-- Source extract follows --

Sizewell again. This patch of Suffolk coastline, psychically irradiated by the untold ergs of electricity generated by the two nuclear power stations, exerts a strange hold on me.

Sizewell again. This patch of Suffolk coastline, psychically irradiated by the untold ergs of electricity generated by the two nuclear power stations, exerts a strange hold on me. I far prefer it to the environs of Southwold, further up the coast, and overwritten by scribes as various as P D James and W G Sebald. I lived inland of here for a couple of years in the mid-1990s, but was forced to evacuate when the wife of the one local acquaintance I'd made invited me to "drop by" her gift shop when I was next in Saxmundham. I was on the phone to the self-drive van hire company that very evening.

The two power stations - "A", a humungous, foursquare chunk of 1960s concrete, complete with outsize transom windows; "B" a 1980s plinth of dark, yet iridescent blue steel, topped off by a vast golf ball of a dome - squat in back of the dunes, willing you to impose your own imaginative vision on them. The Supreme Ruler of the Entire Known Universe will probably take a lease on "B" some time in the future, furnishing it with 100-metre-long smoked glass coffee tables and square hectares of quarry tiling. "A" will become a charmingly recherché guest annex.

The interzone between the fortified plutonium piles and the sea has been landscaped since I was last here, dinky hillocks skilfully mounded by British Nuclear Fuels, then planted with reed, furze, and alien-flesh samphire. But offshore the two platforms which mark the intake and outflow of the power stations' cooling system remain charmingly iron, streaked with rust and guano, capped by wheeling gulls. This plot of water is a few degrees warmer than the surrounding North Sea, so it attracts fish, fowl and fishermen, links in a strange food chain. The fishermen come mostly from the Midlands. Having headed due east, as if summoned by some collective, phylogenetic impulse, they erect their little nylon huts on the beach and sit until dawn, dabbling their lines in the Roentgen briny, sucking on filter tips and cans of Stella Artois, a peculiar temporary settlement of moody anchorites.

-- Source extract concluded --

*Exercise requirements*
a – In the passage about Sizewell, quote everything from "The two power" down to "recherché guest annex.".
b – According to the passage about Sizewell, where do most of the fishermen on the beach come from?

-- Data under study follows --

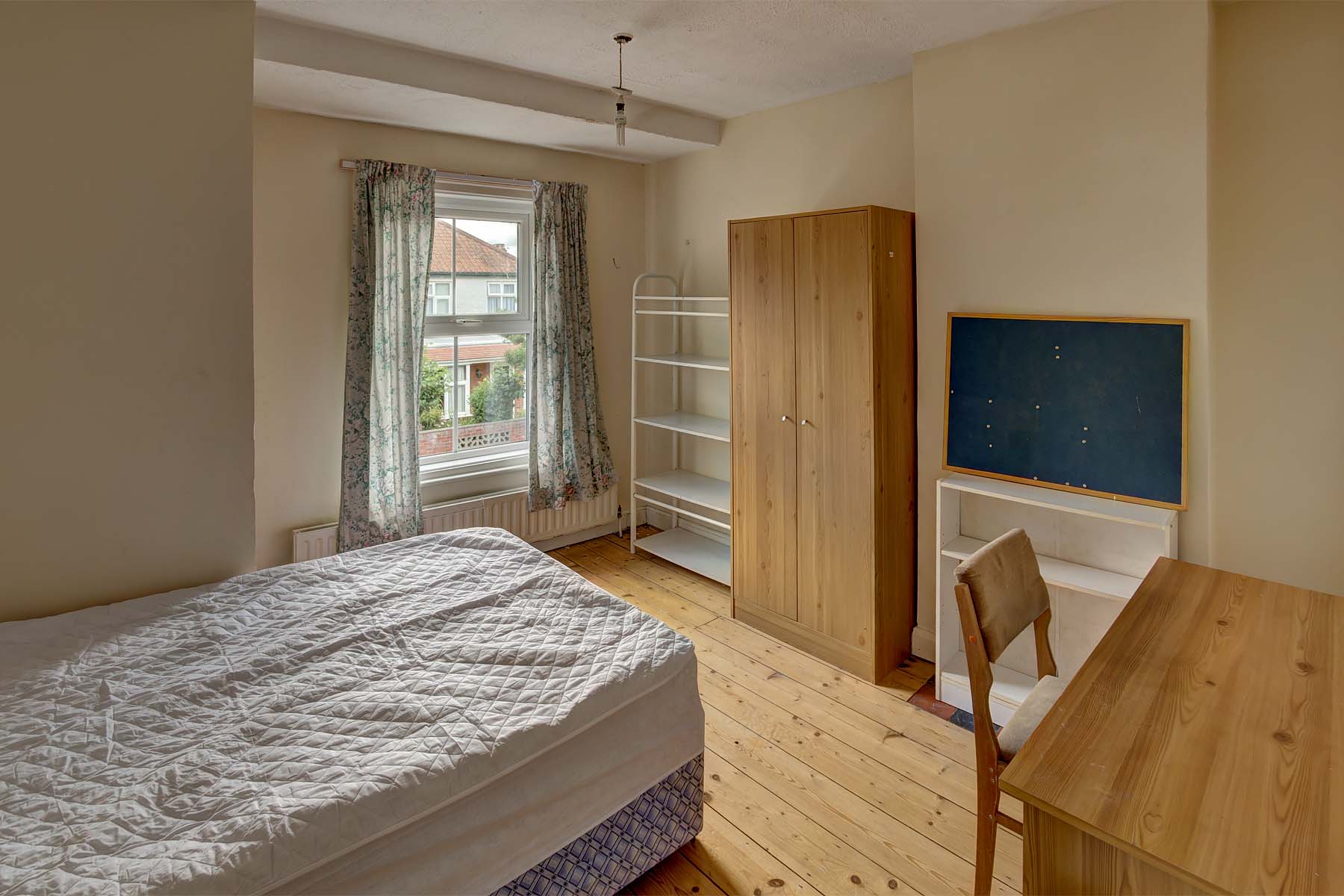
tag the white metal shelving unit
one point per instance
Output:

-- Data under study concluded --
-- Data under study follows --

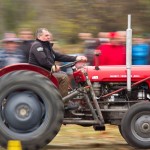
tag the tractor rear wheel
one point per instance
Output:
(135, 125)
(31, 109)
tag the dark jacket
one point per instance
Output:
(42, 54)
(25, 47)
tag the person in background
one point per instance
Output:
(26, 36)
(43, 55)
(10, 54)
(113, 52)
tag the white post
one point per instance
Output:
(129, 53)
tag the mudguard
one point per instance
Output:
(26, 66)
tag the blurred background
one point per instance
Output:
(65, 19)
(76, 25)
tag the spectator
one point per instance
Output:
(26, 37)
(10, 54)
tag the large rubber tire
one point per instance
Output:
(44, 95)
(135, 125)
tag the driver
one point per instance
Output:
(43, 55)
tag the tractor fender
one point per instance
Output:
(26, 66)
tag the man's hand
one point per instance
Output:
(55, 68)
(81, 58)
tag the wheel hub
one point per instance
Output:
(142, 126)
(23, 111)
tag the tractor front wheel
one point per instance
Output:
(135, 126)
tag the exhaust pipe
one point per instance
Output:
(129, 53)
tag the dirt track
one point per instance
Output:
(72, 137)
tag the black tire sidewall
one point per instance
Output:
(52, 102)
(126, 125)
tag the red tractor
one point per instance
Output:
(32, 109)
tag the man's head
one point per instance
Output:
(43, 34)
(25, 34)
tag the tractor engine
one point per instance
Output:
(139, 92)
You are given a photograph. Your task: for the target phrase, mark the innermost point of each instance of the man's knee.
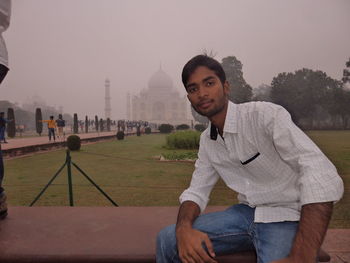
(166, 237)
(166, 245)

-- Data under study concluded --

*Solution list*
a –
The two power stations - "A", a humungous, foursquare chunk of 1960s concrete, complete with outsize transom windows; "B" a 1980s plinth of dark, yet iridescent blue steel, topped off by a vast golf ball of a dome - squat in back of the dunes, willing you to impose your own imaginative vision on them. The Supreme Ruler of the Entire Known Universe will probably take a lease on "B" some time in the future, furnishing it with 100-metre-long smoked glass coffee tables and square hectares of quarry tiling. "A" will become a charmingly recherché guest annex.

b – Most of them come from the Midlands.